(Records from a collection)
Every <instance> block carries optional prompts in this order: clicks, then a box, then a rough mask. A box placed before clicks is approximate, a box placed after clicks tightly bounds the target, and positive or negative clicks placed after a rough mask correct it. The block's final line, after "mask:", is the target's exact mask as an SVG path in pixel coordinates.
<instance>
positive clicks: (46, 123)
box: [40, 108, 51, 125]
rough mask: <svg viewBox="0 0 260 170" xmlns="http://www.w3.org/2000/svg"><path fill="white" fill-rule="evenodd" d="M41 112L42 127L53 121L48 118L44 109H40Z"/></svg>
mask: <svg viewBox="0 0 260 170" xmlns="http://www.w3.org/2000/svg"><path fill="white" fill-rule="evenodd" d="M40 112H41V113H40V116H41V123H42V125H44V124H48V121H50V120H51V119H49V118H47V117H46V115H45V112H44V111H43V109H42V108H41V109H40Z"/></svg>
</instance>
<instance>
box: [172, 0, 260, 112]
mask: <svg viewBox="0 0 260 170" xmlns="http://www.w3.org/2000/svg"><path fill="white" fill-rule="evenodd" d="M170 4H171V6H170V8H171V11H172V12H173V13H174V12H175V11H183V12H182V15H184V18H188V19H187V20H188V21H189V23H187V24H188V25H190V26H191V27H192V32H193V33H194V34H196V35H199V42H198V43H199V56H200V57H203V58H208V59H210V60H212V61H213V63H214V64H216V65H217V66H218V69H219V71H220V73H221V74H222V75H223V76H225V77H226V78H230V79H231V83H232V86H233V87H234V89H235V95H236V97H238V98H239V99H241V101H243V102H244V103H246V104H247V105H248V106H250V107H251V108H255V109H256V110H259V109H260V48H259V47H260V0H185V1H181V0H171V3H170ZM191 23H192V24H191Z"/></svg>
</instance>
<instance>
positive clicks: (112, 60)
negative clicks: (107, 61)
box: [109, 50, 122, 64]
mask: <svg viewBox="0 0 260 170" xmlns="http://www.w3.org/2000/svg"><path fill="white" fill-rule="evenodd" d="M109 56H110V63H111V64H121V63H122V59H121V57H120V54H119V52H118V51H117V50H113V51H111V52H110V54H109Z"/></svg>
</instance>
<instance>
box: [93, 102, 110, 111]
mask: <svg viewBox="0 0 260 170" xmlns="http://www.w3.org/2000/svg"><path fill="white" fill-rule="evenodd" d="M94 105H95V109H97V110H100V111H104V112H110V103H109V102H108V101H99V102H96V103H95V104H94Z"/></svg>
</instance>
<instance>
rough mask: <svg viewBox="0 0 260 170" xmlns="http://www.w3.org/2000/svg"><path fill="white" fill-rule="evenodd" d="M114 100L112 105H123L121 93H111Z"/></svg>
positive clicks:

> [WHAT THE TASK ASKS] Nothing but the lines from the one holding "box: [172, 0, 260, 112]" to the end of the entries should be returned, each exactly as it stands.

> [PROBLEM SOLUTION]
box: [172, 0, 260, 112]
mask: <svg viewBox="0 0 260 170" xmlns="http://www.w3.org/2000/svg"><path fill="white" fill-rule="evenodd" d="M170 4H171V6H170V8H171V11H172V12H173V13H174V12H175V11H183V12H182V15H184V18H188V19H187V20H188V21H189V23H187V24H188V25H190V26H191V27H192V32H193V33H194V34H196V35H199V42H198V43H199V56H200V57H203V58H208V59H210V60H212V61H213V63H214V64H216V65H217V66H218V69H219V71H220V73H221V74H222V75H223V76H225V77H226V78H230V79H231V83H232V86H233V87H234V89H235V95H236V97H238V98H239V99H241V101H243V102H244V103H246V104H247V105H248V106H250V107H251V108H255V109H256V110H259V109H260V48H259V47H260V0H185V1H181V0H171V3H170ZM191 23H192V24H191Z"/></svg>
</instance>
<instance>
positive clicks: (112, 60)
negative clicks: (107, 61)
box: [109, 50, 122, 64]
mask: <svg viewBox="0 0 260 170" xmlns="http://www.w3.org/2000/svg"><path fill="white" fill-rule="evenodd" d="M109 56H110V63H111V64H121V63H122V59H121V57H120V54H119V52H118V51H117V50H113V51H111V52H110V54H109Z"/></svg>
</instance>
<instance>
box: [93, 102, 110, 111]
mask: <svg viewBox="0 0 260 170" xmlns="http://www.w3.org/2000/svg"><path fill="white" fill-rule="evenodd" d="M94 105H95V109H97V110H100V111H104V112H110V103H109V102H108V101H99V102H96V103H95V104H94Z"/></svg>
</instance>
<instance>
rough mask: <svg viewBox="0 0 260 170" xmlns="http://www.w3.org/2000/svg"><path fill="white" fill-rule="evenodd" d="M114 100L112 105H123L121 93H111Z"/></svg>
positive clicks:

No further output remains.